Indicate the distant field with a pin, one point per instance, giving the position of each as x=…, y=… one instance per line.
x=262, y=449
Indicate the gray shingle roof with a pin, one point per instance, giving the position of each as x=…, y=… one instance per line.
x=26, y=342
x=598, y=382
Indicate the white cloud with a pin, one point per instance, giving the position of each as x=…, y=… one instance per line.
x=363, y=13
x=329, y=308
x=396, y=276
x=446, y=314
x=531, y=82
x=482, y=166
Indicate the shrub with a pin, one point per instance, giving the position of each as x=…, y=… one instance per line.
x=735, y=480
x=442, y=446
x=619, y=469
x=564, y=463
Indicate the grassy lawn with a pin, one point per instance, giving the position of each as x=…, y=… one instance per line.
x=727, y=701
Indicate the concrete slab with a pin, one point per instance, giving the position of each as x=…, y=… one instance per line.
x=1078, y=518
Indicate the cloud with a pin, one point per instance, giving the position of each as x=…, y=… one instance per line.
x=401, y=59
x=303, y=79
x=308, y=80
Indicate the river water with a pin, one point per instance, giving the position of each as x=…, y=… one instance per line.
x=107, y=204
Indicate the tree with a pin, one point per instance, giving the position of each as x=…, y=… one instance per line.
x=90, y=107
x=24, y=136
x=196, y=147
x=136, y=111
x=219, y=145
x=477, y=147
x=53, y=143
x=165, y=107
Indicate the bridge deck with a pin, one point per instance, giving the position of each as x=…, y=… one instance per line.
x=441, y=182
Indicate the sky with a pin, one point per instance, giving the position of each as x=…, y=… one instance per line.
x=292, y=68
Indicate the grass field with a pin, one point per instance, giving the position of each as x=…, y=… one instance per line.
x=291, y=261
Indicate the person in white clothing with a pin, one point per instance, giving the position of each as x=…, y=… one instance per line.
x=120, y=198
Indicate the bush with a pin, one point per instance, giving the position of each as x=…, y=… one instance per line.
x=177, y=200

+ + + + + + +

Exercise instructions: Copy the rows word for word, starting with the very first line and going on through the line with "x=107, y=204", both included.

Task solution:
Indicate the distant field with a pin, one point per instance, giving the position of each as x=…, y=… one instance per line.
x=262, y=449
Indicate the gray shingle roof with a pin, one point per instance, giving the position of each as x=…, y=… one instance per line.
x=26, y=342
x=598, y=382
Indicate the white cloud with a pin, one point per instance, giving the position of each as x=…, y=… one instance per line.
x=363, y=13
x=329, y=308
x=396, y=276
x=446, y=314
x=531, y=82
x=482, y=166
Indicate the shrub with a pin, one point per instance, giving the position of each as x=…, y=… one instance per line.
x=735, y=480
x=442, y=446
x=619, y=469
x=564, y=463
Indicate the grassy lawn with a pin, one point per instance, giving the position of each as x=…, y=… one instance per line.
x=727, y=701
Indicate the concrete slab with a pin, one point per instance, giving the position of each as x=…, y=… one instance per line.
x=1078, y=518
Indicate the cloud with a pin, one point per instance, giving the position of each as x=…, y=… one instance per line.
x=401, y=59
x=303, y=79
x=308, y=80
Indicate the river water with a pin, one point per instance, giving the position of each as x=…, y=… one instance per line.
x=107, y=204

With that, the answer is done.